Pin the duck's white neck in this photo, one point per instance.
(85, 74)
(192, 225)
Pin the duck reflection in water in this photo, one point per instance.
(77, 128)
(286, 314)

TASK GOAL
Arrange every line of the items above as a numbered list, omitting any blank lines.

ANSWER FOR THE TASK
1. Pin the duck's white neck in this photo, one point per instance.
2. (85, 74)
3. (192, 225)
4. Pin the duck reflection in water in this photo, one point per instance.
5. (77, 128)
6. (286, 314)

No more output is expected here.